BEGIN DATA EXTRACT
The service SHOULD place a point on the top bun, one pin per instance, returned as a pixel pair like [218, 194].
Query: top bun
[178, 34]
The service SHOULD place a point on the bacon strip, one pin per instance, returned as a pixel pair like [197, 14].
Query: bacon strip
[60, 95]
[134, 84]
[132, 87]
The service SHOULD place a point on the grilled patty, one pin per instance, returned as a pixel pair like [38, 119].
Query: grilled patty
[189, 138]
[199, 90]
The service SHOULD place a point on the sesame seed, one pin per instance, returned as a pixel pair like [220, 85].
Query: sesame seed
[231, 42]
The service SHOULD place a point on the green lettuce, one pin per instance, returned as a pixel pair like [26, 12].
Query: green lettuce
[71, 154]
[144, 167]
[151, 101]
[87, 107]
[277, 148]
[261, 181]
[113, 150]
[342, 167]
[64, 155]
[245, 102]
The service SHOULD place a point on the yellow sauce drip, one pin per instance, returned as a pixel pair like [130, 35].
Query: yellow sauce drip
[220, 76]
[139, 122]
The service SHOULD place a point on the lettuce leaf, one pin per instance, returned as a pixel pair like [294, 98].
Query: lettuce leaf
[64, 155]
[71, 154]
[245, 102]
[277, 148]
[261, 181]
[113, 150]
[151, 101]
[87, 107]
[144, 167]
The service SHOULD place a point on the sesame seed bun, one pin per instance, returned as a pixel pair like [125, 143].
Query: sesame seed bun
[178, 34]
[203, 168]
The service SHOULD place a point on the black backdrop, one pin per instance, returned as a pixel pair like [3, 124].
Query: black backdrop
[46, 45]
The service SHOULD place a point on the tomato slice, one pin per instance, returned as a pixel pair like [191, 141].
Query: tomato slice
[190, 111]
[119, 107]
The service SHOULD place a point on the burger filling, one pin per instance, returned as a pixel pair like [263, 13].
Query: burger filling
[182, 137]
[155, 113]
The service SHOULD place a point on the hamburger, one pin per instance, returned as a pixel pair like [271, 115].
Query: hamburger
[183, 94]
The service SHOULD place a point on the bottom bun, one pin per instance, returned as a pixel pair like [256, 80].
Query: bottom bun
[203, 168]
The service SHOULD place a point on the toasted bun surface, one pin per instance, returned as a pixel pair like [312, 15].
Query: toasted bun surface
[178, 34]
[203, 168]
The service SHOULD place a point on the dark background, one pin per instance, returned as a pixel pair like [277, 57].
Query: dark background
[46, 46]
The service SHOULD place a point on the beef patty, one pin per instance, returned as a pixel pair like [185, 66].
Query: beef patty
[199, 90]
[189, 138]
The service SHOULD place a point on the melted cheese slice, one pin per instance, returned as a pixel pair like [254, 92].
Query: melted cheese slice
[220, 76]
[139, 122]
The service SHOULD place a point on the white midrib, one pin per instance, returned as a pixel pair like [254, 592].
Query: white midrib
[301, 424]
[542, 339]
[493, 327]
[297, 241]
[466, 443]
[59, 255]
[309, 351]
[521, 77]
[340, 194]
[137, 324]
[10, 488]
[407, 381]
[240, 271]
END DATA EXTRACT
• **EXERCISE BRIEF**
Please give back all of the records exactly as written.

• **RESULT OF THE TASK**
The service SHOULD place a point on the top bun, one pin per instance, returned as a pixel pair like [218, 194].
Query: top bun
[178, 34]
The service SHOULD place a point on the bacon strip, one pin per instance, returned as a pixel pair like [197, 14].
Query: bacon strip
[60, 95]
[134, 84]
[132, 87]
The service SHOULD place a point on the grilled patty, one pin per instance, returned as a pixel pair like [38, 119].
Query: grilled patty
[189, 138]
[199, 90]
The service SHOULD place a point on the sesame seed, one pin per instance, returned as a pixel pair like [220, 85].
Query: sesame seed
[231, 42]
The service SHOULD place a point on the green lettuce, one pin per instance, returned as a pixel pair like [26, 12].
Query: green lettuce
[71, 154]
[144, 167]
[151, 101]
[87, 107]
[277, 148]
[261, 181]
[113, 150]
[342, 167]
[64, 155]
[245, 102]
The service SHOULD place a point on the yellow sauce drip, one pin per instance, returned as a pixel pair like [130, 35].
Query: yellow sauce drip
[220, 76]
[139, 122]
The service SHOULD place a point on the lettuce leaf, one pin per instance, returned as a pixel pair like [294, 98].
Query: lettuce leaf
[64, 155]
[71, 154]
[245, 102]
[277, 148]
[261, 181]
[113, 150]
[151, 101]
[87, 107]
[144, 167]
The service SHOULD place a point on the sesame seed bun, one pin per instance, returned as a pixel pair like [125, 143].
Query: sesame seed bun
[178, 34]
[203, 168]
The service SHOULD place a point on the black backdrop, one pin per instance, returned as a pixel pair like [3, 124].
Query: black backdrop
[46, 45]
The service SHOULD place a point on the tomato slice, one pin per instance, returned as a pixel pair like [191, 141].
Query: tomato slice
[190, 111]
[119, 107]
The service SHOULD place a point on the burger filling, one pin per instance, returned as a pixel pair like [263, 13].
Query: burger filling
[182, 137]
[155, 113]
The service SHOULD place a point on the hamburger, one pin per instance, returned as a pixel pair like [271, 115].
Query: hamburger
[183, 94]
The service SHOULD place a point on the bottom bun, one pin per instance, returned as a pixel pair like [256, 80].
Query: bottom bun
[203, 168]
The service SHOULD place a point on the toasted bun surface, one pin per instance, returned as a pixel pair like [312, 15].
Query: toasted bun surface
[178, 34]
[203, 168]
The service SHOULD place a point on the dark background, one pin per instance, returned as a pixel pair like [277, 57].
Query: dark background
[46, 46]
The service SHOULD place a point on the beef patty, one pin per instance, returned as a pixel pair like [185, 66].
Query: beef patty
[199, 90]
[189, 138]
The service SHOULD place a point on the melted cheese slice, one pin per instance, returned as a pixel pair like [254, 92].
Query: melted cheese slice
[220, 76]
[139, 122]
The service SHOULD place a point on the white midrib, one pin per instance, returned as a pixel pair like [254, 592].
Query: white midrib
[301, 424]
[542, 339]
[493, 327]
[297, 241]
[466, 443]
[59, 255]
[309, 351]
[521, 77]
[340, 194]
[137, 324]
[10, 488]
[407, 381]
[240, 271]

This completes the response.